* [Requirement 1]: Reproduce, word for word, the section of the child care funding text between "Sustaining Previous Investments" and "from diverse populations.", inclusive.
* [Requirement 2]: Carry on the child care funding text from the point where it ends.

* [Extract provided]:
+ + + + +
Sustaining Previous Investments in Early Learning and Child Care
In Budgets 2016 and 2017, the federal government invested $7.5 billion over 11 years in early learning and child care. These investments have enhanced fee subsidies for families across the country, and created new quality, affordable spaces, including for parents that work non-traditional hours as well as for children from diverse populations.
- In order to sustain the progress made in collaboration with provinces, territories and Indigenous partners to date, the government is proposing to make this funding permanent at 2027-28 levels by providing $870 million per year and ongoing, starting in 2028-29. Of this amount, $210 million would support Indigenous early learning and child care programming.
Results to Date of Federal Investment in Early Learning and Child Care
Federal funding for early learning and child care since 2017 has supported the creation of almost 40,000 more affordable child care spaces, as well as training and professional development for 1,780 early childhood educators and staff across Canada, including:
- In New Brunswick, where almost 80 per cent of early learning and child care centres received funding to implement a low-fee policy, and to improve their capacity to serve children with disabilities and diverse learning needs;
- In Ontario, where federal and provincial funding supported grants for 1,570 child care workers to upgrade their skills and receive Early Childhood Educator Diplomas; and,
- In Saskatchewan, where new federal funding has supported the creation of 768 additional regulated child care spaces, including in the Fransaskois communities of Regina, Prince Albert and Vonda.
+ + + + +
* [Source data]:
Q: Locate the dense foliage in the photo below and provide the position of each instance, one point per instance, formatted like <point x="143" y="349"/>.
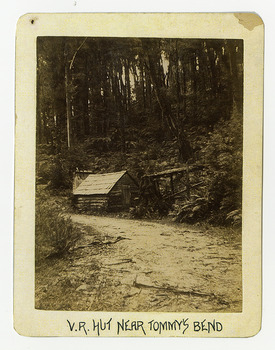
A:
<point x="55" y="232"/>
<point x="145" y="105"/>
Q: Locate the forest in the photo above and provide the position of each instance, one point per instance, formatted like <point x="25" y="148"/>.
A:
<point x="145" y="105"/>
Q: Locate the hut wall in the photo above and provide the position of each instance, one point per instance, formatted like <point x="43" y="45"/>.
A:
<point x="91" y="203"/>
<point x="116" y="196"/>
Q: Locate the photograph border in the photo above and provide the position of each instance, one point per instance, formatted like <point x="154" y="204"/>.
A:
<point x="29" y="321"/>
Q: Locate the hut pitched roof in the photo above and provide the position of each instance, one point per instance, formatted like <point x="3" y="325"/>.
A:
<point x="98" y="183"/>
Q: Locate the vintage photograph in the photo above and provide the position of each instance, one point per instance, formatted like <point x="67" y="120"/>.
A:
<point x="139" y="160"/>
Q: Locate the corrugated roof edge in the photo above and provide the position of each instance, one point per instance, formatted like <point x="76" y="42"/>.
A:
<point x="123" y="172"/>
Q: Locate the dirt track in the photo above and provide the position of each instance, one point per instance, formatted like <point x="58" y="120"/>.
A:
<point x="155" y="267"/>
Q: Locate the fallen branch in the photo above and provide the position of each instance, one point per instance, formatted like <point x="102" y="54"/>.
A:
<point x="118" y="239"/>
<point x="173" y="290"/>
<point x="124" y="261"/>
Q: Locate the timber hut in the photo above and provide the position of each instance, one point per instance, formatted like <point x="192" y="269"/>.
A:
<point x="110" y="191"/>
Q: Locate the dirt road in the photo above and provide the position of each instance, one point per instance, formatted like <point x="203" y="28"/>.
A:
<point x="131" y="265"/>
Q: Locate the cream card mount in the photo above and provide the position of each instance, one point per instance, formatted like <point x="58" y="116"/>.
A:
<point x="138" y="175"/>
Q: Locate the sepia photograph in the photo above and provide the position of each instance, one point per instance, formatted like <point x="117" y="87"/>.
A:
<point x="139" y="160"/>
<point x="138" y="175"/>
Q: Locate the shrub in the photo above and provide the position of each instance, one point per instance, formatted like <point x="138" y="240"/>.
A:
<point x="55" y="233"/>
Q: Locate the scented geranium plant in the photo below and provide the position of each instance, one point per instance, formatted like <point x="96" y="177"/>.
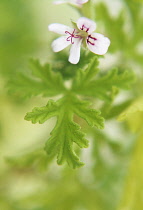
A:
<point x="87" y="86"/>
<point x="74" y="2"/>
<point x="81" y="33"/>
<point x="91" y="105"/>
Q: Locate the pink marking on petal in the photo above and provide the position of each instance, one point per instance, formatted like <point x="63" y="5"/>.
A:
<point x="88" y="40"/>
<point x="84" y="28"/>
<point x="72" y="35"/>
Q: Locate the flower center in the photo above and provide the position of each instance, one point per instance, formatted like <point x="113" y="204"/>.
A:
<point x="89" y="38"/>
<point x="72" y="35"/>
<point x="84" y="28"/>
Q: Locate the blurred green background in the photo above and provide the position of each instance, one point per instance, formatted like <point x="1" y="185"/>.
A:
<point x="112" y="177"/>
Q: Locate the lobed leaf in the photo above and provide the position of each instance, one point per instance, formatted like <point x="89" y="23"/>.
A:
<point x="42" y="114"/>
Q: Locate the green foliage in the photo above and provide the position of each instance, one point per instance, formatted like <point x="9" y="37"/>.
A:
<point x="66" y="131"/>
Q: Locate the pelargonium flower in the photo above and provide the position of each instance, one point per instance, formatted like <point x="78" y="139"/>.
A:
<point x="74" y="2"/>
<point x="81" y="33"/>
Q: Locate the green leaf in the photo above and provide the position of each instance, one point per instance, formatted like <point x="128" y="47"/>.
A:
<point x="91" y="116"/>
<point x="66" y="132"/>
<point x="43" y="82"/>
<point x="86" y="76"/>
<point x="61" y="142"/>
<point x="42" y="114"/>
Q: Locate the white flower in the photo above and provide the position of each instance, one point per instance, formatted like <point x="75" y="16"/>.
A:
<point x="74" y="2"/>
<point x="83" y="31"/>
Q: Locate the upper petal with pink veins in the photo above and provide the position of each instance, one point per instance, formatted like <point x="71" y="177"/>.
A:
<point x="86" y="24"/>
<point x="59" y="28"/>
<point x="97" y="43"/>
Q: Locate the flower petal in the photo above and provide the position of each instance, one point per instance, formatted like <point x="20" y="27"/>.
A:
<point x="60" y="2"/>
<point x="78" y="2"/>
<point x="60" y="43"/>
<point x="75" y="51"/>
<point x="97" y="43"/>
<point x="86" y="24"/>
<point x="59" y="28"/>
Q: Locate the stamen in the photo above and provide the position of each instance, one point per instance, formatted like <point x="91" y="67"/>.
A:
<point x="72" y="35"/>
<point x="90" y="37"/>
<point x="84" y="27"/>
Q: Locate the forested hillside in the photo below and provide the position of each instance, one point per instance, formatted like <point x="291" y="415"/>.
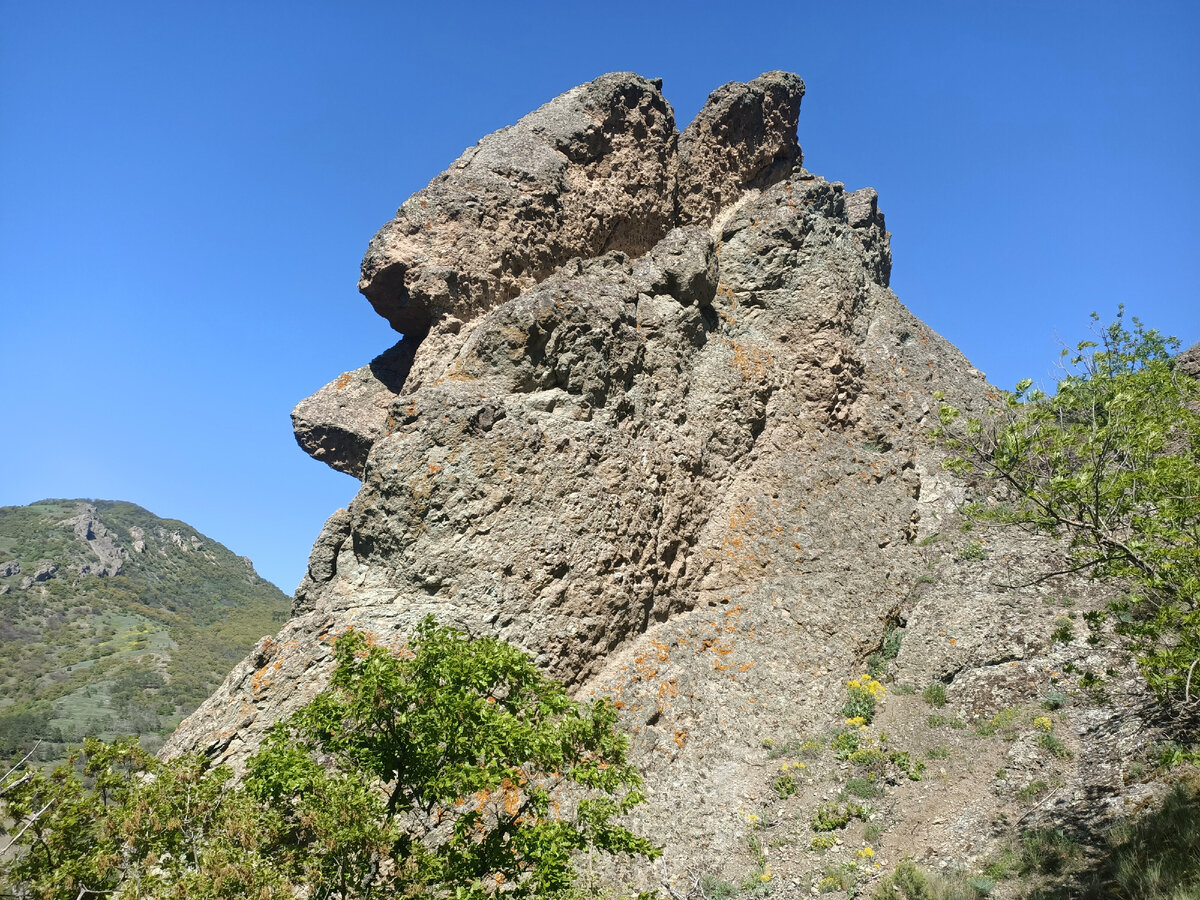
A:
<point x="115" y="622"/>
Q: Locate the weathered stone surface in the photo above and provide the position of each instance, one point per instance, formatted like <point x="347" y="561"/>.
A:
<point x="101" y="541"/>
<point x="743" y="138"/>
<point x="589" y="172"/>
<point x="340" y="423"/>
<point x="695" y="477"/>
<point x="1189" y="361"/>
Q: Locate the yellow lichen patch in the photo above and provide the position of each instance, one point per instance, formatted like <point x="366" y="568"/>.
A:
<point x="750" y="360"/>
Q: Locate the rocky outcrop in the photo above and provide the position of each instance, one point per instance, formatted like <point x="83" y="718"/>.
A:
<point x="665" y="426"/>
<point x="589" y="172"/>
<point x="1189" y="361"/>
<point x="744" y="138"/>
<point x="582" y="460"/>
<point x="100" y="541"/>
<point x="597" y="169"/>
<point x="340" y="423"/>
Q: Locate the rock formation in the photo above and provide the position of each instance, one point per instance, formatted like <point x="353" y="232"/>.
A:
<point x="659" y="420"/>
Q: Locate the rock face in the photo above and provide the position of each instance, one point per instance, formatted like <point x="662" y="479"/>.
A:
<point x="1189" y="361"/>
<point x="659" y="420"/>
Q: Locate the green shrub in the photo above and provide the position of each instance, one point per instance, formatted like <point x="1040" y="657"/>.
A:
<point x="1110" y="461"/>
<point x="935" y="695"/>
<point x="972" y="552"/>
<point x="455" y="767"/>
<point x="1054" y="747"/>
<point x="831" y="819"/>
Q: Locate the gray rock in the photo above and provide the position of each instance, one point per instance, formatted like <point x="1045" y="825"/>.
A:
<point x="101" y="541"/>
<point x="589" y="172"/>
<point x="690" y="472"/>
<point x="1189" y="361"/>
<point x="340" y="423"/>
<point x="743" y="138"/>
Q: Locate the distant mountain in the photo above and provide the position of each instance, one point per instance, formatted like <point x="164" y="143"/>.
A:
<point x="117" y="622"/>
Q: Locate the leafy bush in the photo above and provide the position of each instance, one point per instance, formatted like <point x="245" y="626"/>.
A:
<point x="935" y="695"/>
<point x="453" y="769"/>
<point x="1110" y="461"/>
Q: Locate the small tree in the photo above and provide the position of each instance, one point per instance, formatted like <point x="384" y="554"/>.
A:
<point x="454" y="768"/>
<point x="485" y="773"/>
<point x="1111" y="462"/>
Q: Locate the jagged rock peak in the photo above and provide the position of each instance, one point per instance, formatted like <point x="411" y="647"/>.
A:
<point x="599" y="168"/>
<point x="592" y="171"/>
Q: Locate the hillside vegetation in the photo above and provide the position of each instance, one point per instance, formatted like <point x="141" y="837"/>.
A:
<point x="115" y="622"/>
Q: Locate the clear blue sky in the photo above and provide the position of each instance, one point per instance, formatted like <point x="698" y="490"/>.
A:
<point x="186" y="191"/>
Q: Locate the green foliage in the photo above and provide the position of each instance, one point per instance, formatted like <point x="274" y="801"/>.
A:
<point x="865" y="789"/>
<point x="832" y="819"/>
<point x="126" y="653"/>
<point x="1054" y="747"/>
<point x="972" y="552"/>
<point x="1111" y="461"/>
<point x="456" y="769"/>
<point x="1002" y="723"/>
<point x="911" y="882"/>
<point x="863" y="695"/>
<point x="113" y="820"/>
<point x="935" y="695"/>
<point x="892" y="640"/>
<point x="785" y="785"/>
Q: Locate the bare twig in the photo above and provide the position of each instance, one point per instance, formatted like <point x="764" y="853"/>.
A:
<point x="17" y="838"/>
<point x="22" y="762"/>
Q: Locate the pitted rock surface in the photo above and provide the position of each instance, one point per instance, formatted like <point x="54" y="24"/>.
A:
<point x="677" y="448"/>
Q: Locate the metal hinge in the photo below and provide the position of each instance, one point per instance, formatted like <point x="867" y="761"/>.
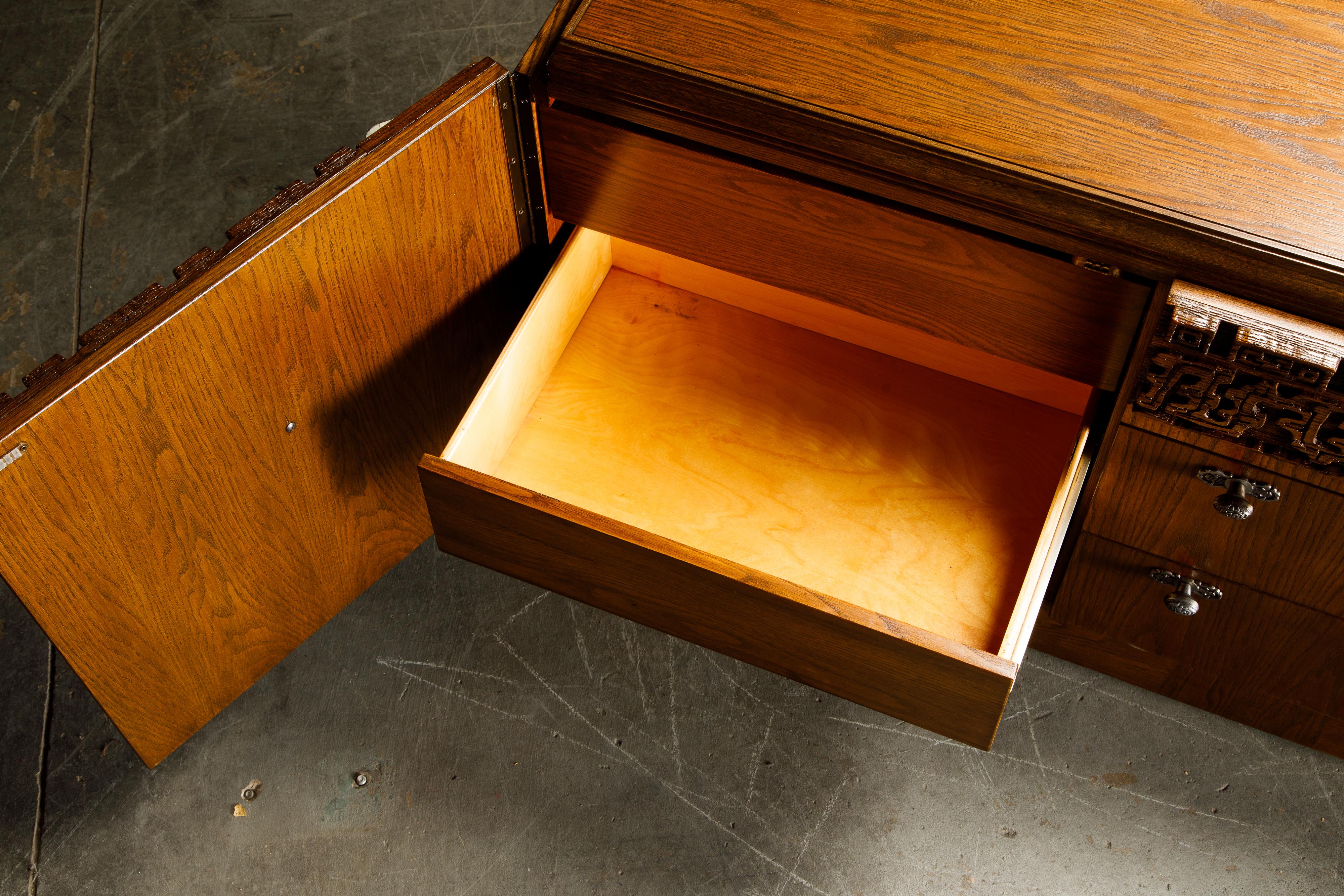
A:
+ + + + +
* [Expected output 1]:
Sustaining Previous Investments in Early Learning and Child Care
In Budgets 2016 and 2017, the federal government invested $7.5 billion over 11 years in early learning and child care. These investments have enhanced fee subsidies for families across the country, and created new quality, affordable spaces, including for parents that work non-traditional hours as well as for children from diverse populations.

* [Expected output 2]:
Supporting the Early Childhood Educator Workforce
The recruitment and retention of early childhood educators is a challenge across Canada. These workers often earn low wages, have minimal job protections and lack career development opportunities. Supporting the valuable work of early childhood educators is key to the success of a high-quality child care system, especially one which will expand the number of spaces across the country.
- To this end, the government is proposing to provide $420 million in 2021-22 for provinces and territories to support attraction and retention of these workers, such as through grants and bursaries for students studying early childhood education.
The government will also engage provinces and territories on future sustained investments in support of an Early Childhood Educator Workforce Strategy – as a key enabling feature of a Canada-wide child care system.
- Early childhood educators also play an important role in delivering quality, culturally-relevant care that meets the unique needs of Indigenous families. That’s why the government is proposing to invest an additional $75 million in 2021-22 to improve the quality and accessibility of Indigenous child care programs. This would enable providers to take steps to improve the retention of Indigenous early childhood educators and to offer more flexible and extended hours of care.